(Image location labeling entries)
────

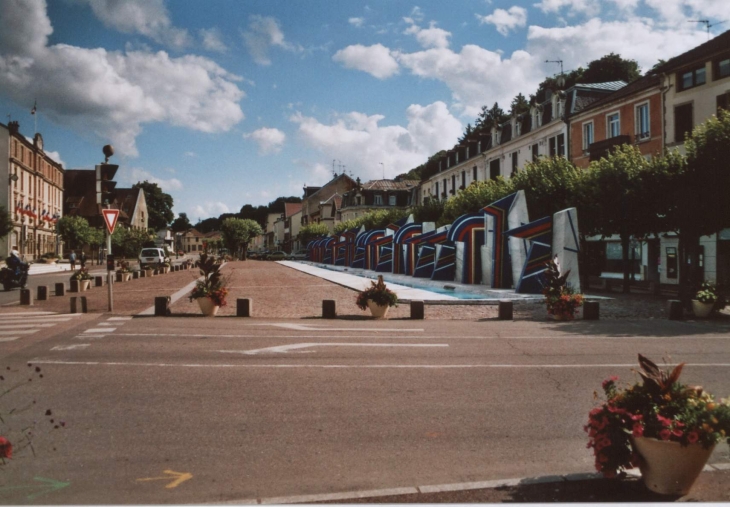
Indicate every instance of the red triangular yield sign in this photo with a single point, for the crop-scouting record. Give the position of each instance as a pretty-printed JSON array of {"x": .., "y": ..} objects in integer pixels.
[{"x": 110, "y": 218}]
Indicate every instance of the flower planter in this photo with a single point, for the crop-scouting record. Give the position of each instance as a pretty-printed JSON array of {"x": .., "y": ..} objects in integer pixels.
[
  {"x": 702, "y": 310},
  {"x": 207, "y": 306},
  {"x": 377, "y": 311},
  {"x": 667, "y": 467}
]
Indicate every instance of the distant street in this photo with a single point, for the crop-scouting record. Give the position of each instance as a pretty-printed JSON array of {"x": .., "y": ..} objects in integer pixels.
[{"x": 193, "y": 410}]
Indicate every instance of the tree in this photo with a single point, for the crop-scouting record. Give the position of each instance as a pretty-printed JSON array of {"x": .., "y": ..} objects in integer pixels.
[
  {"x": 237, "y": 233},
  {"x": 159, "y": 205},
  {"x": 6, "y": 223},
  {"x": 74, "y": 231},
  {"x": 611, "y": 68},
  {"x": 309, "y": 232},
  {"x": 181, "y": 223}
]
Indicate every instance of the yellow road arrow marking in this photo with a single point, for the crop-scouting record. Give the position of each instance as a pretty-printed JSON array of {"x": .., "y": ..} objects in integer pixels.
[{"x": 179, "y": 477}]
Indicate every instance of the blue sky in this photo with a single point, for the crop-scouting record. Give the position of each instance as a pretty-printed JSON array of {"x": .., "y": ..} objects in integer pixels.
[{"x": 232, "y": 102}]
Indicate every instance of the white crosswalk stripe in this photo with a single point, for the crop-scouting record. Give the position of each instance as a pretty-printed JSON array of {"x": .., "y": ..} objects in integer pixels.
[{"x": 16, "y": 325}]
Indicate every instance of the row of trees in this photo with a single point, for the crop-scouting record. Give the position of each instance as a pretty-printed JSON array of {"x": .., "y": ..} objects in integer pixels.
[{"x": 623, "y": 193}]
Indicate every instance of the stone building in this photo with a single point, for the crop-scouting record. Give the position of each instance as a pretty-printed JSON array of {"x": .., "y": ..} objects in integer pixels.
[{"x": 34, "y": 195}]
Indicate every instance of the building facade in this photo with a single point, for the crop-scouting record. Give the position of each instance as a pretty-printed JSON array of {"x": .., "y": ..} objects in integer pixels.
[{"x": 34, "y": 196}]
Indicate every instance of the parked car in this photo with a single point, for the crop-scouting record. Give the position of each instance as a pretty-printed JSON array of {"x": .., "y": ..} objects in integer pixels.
[
  {"x": 299, "y": 255},
  {"x": 152, "y": 257},
  {"x": 277, "y": 256}
]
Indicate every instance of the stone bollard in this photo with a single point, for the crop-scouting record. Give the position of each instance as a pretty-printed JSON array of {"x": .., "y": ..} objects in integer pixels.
[
  {"x": 417, "y": 310},
  {"x": 505, "y": 310},
  {"x": 42, "y": 294},
  {"x": 162, "y": 306},
  {"x": 675, "y": 310},
  {"x": 244, "y": 307},
  {"x": 591, "y": 310},
  {"x": 26, "y": 298},
  {"x": 329, "y": 310}
]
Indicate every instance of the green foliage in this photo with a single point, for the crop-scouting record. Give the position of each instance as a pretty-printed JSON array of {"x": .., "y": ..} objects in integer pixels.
[
  {"x": 159, "y": 205},
  {"x": 74, "y": 231},
  {"x": 237, "y": 233},
  {"x": 308, "y": 232},
  {"x": 181, "y": 223},
  {"x": 6, "y": 222}
]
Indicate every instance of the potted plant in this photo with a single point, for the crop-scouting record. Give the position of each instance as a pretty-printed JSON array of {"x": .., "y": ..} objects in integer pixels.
[
  {"x": 664, "y": 427},
  {"x": 83, "y": 277},
  {"x": 378, "y": 298},
  {"x": 211, "y": 291},
  {"x": 705, "y": 300},
  {"x": 124, "y": 272},
  {"x": 560, "y": 299}
]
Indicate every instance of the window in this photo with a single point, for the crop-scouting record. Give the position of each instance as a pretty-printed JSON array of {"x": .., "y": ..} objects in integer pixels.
[
  {"x": 722, "y": 68},
  {"x": 642, "y": 121},
  {"x": 613, "y": 125},
  {"x": 682, "y": 121},
  {"x": 691, "y": 78},
  {"x": 587, "y": 135},
  {"x": 494, "y": 169}
]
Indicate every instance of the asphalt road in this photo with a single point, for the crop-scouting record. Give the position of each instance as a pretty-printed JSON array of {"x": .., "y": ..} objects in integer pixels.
[{"x": 261, "y": 409}]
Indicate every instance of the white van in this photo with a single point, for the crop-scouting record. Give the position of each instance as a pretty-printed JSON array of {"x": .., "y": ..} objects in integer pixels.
[{"x": 152, "y": 256}]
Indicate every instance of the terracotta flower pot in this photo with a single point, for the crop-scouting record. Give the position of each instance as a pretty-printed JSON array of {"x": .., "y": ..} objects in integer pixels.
[
  {"x": 207, "y": 306},
  {"x": 377, "y": 311},
  {"x": 669, "y": 468}
]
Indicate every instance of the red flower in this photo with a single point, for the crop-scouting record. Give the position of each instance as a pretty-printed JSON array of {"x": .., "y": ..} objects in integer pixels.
[{"x": 6, "y": 448}]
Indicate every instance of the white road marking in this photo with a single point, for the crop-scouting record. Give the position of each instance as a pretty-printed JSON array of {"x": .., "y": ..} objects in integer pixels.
[
  {"x": 287, "y": 348},
  {"x": 303, "y": 327},
  {"x": 368, "y": 366},
  {"x": 71, "y": 347}
]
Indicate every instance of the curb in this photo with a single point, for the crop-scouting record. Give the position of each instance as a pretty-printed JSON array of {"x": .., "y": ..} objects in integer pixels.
[{"x": 439, "y": 488}]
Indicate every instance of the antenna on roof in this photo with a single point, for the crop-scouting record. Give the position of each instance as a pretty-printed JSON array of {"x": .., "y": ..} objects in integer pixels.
[
  {"x": 707, "y": 24},
  {"x": 561, "y": 78}
]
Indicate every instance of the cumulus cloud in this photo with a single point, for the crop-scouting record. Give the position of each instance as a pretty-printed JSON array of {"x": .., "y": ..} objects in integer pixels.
[
  {"x": 376, "y": 60},
  {"x": 212, "y": 40},
  {"x": 430, "y": 37},
  {"x": 361, "y": 143},
  {"x": 506, "y": 20},
  {"x": 145, "y": 17},
  {"x": 112, "y": 94},
  {"x": 135, "y": 175},
  {"x": 270, "y": 140},
  {"x": 263, "y": 33}
]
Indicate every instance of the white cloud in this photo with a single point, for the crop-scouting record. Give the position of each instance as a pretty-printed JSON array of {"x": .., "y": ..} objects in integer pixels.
[
  {"x": 111, "y": 94},
  {"x": 145, "y": 17},
  {"x": 270, "y": 140},
  {"x": 212, "y": 40},
  {"x": 135, "y": 175},
  {"x": 431, "y": 37},
  {"x": 361, "y": 144},
  {"x": 506, "y": 20},
  {"x": 376, "y": 60},
  {"x": 263, "y": 32},
  {"x": 573, "y": 7}
]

────

» REQUEST: All lines from the line containing "Indicate every instance of the white cloud" through the end of the listing above are to be duplicated exactly; include both ends and nothing further.

» EXERCISE OUTPUT:
Indicate every instance of the white cloud in this photo with a single point, for the crop-scouting record. Give the position of each instance as a pretty-printed JSON array of {"x": .., "y": ..} objects in integer pixels.
[
  {"x": 111, "y": 94},
  {"x": 145, "y": 17},
  {"x": 270, "y": 140},
  {"x": 212, "y": 40},
  {"x": 135, "y": 175},
  {"x": 431, "y": 37},
  {"x": 361, "y": 144},
  {"x": 506, "y": 20},
  {"x": 376, "y": 60},
  {"x": 263, "y": 32},
  {"x": 573, "y": 7}
]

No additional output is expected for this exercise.